(Beginning of RECORDS SHOWN)
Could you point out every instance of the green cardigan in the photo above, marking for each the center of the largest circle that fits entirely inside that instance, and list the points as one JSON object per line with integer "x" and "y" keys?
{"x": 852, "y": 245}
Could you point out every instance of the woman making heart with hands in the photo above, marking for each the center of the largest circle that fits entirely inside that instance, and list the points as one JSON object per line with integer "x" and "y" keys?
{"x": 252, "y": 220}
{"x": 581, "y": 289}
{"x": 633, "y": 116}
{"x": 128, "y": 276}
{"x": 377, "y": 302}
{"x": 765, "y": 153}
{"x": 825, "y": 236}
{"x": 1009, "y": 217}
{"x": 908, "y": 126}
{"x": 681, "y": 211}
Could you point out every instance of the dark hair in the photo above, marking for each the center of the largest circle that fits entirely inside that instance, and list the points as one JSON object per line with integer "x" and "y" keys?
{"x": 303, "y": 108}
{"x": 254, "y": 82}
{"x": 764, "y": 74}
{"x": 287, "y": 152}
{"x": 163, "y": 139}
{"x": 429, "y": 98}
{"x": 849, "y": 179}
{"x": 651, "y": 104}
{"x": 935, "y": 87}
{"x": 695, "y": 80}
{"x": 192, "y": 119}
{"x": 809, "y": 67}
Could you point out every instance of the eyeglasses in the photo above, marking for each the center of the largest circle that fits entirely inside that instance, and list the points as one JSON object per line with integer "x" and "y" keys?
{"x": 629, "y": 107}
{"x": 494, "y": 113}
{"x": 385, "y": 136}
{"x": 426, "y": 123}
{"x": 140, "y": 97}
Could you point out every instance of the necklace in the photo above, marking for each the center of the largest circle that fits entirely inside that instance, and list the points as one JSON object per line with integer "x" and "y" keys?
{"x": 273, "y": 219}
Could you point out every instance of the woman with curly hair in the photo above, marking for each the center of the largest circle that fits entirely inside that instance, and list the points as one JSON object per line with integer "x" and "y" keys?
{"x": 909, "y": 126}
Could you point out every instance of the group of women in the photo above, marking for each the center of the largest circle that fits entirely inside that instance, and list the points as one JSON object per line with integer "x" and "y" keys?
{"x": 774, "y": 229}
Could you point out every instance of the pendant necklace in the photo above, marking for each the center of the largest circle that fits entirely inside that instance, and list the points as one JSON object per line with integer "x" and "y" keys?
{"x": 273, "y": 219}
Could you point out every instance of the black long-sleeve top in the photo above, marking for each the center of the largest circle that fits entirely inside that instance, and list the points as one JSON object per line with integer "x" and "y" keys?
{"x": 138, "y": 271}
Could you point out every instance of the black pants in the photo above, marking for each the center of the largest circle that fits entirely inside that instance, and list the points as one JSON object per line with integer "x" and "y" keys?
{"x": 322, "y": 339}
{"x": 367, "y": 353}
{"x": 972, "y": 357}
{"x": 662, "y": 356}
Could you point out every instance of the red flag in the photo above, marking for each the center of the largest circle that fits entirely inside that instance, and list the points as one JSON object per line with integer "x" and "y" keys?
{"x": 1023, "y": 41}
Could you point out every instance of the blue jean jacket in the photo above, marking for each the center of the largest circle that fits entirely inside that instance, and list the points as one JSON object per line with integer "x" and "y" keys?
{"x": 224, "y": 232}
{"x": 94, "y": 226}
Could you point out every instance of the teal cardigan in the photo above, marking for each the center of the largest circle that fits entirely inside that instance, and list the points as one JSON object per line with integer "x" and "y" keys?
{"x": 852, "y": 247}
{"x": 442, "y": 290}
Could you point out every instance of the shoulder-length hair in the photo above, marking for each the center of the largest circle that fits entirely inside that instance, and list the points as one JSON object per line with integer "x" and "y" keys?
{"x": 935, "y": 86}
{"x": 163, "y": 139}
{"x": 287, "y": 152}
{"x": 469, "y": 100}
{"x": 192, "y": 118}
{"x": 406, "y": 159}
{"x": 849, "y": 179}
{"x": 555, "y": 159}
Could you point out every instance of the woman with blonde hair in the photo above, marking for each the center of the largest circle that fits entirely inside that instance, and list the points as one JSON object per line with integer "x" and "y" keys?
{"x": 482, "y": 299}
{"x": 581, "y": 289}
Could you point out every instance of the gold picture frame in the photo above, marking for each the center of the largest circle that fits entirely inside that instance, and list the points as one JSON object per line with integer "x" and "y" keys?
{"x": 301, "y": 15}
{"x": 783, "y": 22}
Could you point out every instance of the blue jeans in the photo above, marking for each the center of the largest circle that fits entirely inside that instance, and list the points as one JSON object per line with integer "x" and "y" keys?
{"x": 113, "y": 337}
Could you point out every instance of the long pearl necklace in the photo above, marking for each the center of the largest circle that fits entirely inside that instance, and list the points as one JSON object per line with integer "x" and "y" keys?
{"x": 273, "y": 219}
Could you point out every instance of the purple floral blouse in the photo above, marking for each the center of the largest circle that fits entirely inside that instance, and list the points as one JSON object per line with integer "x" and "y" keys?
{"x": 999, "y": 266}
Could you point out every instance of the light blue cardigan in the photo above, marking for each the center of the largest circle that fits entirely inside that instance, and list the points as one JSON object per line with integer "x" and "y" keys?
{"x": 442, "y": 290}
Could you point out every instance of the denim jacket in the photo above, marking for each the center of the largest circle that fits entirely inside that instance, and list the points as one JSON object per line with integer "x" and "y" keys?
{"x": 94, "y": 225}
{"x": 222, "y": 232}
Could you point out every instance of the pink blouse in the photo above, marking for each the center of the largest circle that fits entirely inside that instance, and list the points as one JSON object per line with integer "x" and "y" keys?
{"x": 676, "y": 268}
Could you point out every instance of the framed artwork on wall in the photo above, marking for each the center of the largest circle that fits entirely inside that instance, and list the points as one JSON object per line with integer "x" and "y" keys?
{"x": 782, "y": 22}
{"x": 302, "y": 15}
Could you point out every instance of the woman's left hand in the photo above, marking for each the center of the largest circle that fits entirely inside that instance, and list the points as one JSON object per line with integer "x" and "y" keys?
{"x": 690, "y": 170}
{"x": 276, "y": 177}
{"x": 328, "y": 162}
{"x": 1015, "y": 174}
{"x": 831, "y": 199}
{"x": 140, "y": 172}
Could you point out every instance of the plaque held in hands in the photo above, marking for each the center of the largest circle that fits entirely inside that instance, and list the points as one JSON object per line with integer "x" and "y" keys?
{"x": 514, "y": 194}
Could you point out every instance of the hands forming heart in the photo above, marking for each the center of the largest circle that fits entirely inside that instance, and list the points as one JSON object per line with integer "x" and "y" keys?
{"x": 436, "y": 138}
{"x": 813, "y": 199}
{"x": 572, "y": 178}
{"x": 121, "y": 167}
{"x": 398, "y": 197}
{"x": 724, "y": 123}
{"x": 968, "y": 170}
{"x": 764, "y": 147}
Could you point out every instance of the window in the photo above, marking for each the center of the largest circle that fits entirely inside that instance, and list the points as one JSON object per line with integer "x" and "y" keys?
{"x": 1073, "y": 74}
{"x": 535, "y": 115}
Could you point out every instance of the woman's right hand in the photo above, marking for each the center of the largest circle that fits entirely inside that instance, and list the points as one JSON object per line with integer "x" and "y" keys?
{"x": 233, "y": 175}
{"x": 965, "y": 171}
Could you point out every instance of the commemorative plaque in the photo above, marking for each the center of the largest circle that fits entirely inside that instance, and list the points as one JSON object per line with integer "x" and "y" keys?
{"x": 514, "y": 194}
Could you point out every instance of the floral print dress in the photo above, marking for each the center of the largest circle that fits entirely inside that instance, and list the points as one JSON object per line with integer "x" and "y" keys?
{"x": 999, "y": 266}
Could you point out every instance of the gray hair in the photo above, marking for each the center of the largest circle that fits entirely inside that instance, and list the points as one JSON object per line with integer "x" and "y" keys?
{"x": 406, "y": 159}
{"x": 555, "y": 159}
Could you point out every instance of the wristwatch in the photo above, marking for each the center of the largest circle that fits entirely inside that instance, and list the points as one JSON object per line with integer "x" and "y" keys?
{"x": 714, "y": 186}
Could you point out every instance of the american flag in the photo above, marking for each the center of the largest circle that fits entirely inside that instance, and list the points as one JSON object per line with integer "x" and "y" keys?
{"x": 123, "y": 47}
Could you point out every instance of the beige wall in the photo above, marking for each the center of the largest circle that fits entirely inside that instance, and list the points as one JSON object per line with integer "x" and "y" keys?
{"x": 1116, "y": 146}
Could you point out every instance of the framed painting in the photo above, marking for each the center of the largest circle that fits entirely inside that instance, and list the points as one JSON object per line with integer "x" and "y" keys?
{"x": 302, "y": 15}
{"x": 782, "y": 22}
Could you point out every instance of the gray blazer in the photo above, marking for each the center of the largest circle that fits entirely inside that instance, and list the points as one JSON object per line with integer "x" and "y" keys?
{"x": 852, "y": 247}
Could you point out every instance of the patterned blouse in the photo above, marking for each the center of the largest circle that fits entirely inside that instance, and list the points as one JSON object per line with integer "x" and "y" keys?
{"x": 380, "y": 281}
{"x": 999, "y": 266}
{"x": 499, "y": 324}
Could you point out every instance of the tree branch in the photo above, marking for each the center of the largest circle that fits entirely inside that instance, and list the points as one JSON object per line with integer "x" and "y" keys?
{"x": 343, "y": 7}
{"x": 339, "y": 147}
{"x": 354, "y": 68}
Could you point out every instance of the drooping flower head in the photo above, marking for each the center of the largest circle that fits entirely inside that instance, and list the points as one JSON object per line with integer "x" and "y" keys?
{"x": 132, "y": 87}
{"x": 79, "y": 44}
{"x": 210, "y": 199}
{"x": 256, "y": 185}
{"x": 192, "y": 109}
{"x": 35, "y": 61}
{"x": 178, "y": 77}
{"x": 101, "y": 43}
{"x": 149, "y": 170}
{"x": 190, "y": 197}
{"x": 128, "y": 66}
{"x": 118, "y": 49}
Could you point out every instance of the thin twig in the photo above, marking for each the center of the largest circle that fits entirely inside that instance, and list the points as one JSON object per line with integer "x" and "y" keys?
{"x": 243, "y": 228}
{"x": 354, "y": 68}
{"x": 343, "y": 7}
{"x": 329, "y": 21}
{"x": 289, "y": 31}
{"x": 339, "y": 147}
(End of RECORDS SHOWN)
→ EXERCISE INSTRUCTIONS
What you copy out must be exactly the lines from the line containing "Could you point out every instance of the framed painting" through the end of the records.

→ FINISHED EXERCISE
Could you point out every instance of the framed painting in the photo above, marking for each the center of the largest circle that fits entirely inside that instance, and list the points as one JSON object per line with integer "x" and "y" keys?
{"x": 302, "y": 15}
{"x": 782, "y": 22}
Could you point out every instance of the gray blazer in the photo above, marking for each the center of the largest circle that fits entirely inside that instance, and list the points as one JSON object per line with integer "x" and "y" keys?
{"x": 852, "y": 247}
Could you point out every instance of the patterned blouse in the photo above, marking for each the center of the largest circle that fits entirely inside that instance, and list the points as one JSON object per line with integer "x" and "y" keys?
{"x": 380, "y": 281}
{"x": 999, "y": 266}
{"x": 499, "y": 324}
Could you point out every instance of the tree branch in the photo above, marking for each the center of the largest circle that fits entirely inside that instance, and list the points as one JSON object per line with integer "x" and "y" keys?
{"x": 343, "y": 7}
{"x": 339, "y": 147}
{"x": 354, "y": 68}
Could you point out every instance of the drooping flower head in the photo above, marking for each the center of the largest circle that fits entirely inside that instance, and list the points as one JSON object per line with integer "x" and "y" keys?
{"x": 132, "y": 87}
{"x": 79, "y": 44}
{"x": 210, "y": 199}
{"x": 256, "y": 185}
{"x": 192, "y": 109}
{"x": 35, "y": 61}
{"x": 178, "y": 77}
{"x": 101, "y": 43}
{"x": 149, "y": 170}
{"x": 190, "y": 197}
{"x": 128, "y": 66}
{"x": 118, "y": 49}
Could you point out every instance of the thin twig in the photo above, marking for each the center of the largest circle that fits entirely inside that instance, and list the points as one JSON object per line with integer "x" and "y" keys?
{"x": 243, "y": 228}
{"x": 354, "y": 68}
{"x": 343, "y": 7}
{"x": 329, "y": 21}
{"x": 289, "y": 31}
{"x": 339, "y": 147}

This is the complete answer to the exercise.